■ GOAL: Copy the rows below, substituting "Place a point" for each occurrence of "Mark a dot" and keeping everything else the same.

——

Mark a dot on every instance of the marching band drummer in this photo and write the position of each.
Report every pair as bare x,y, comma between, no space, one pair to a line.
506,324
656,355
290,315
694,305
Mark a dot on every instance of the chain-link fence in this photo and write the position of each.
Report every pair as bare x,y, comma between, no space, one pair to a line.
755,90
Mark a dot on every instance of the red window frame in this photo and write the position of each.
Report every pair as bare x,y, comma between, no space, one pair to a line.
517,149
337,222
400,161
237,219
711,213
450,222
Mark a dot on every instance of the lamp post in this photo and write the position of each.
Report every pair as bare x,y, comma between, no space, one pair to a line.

——

■ WRITTEN SOLUTION:
Place a point on every instance of the marching band drummer in this photo and write the position of each.
Report every pair as bare x,y, comma between, no space, one pair to a line.
506,324
656,355
290,315
694,305
Place a point on every instance of the chain-link fence in this photo and write the position of each.
Report every pair as bare x,y, comma between, no space, one pair to a line.
755,90
Place a point on every instance of the red window frame in this photo and write the position of each.
Report every pair as bare x,y, comma between, no space, one pair to a line.
517,149
337,222
400,161
237,219
711,213
450,222
Place a point on every instance of the lamp post in this photo and write the position of each.
Report every pair as bare x,y, comma between, no space, one pair to a line.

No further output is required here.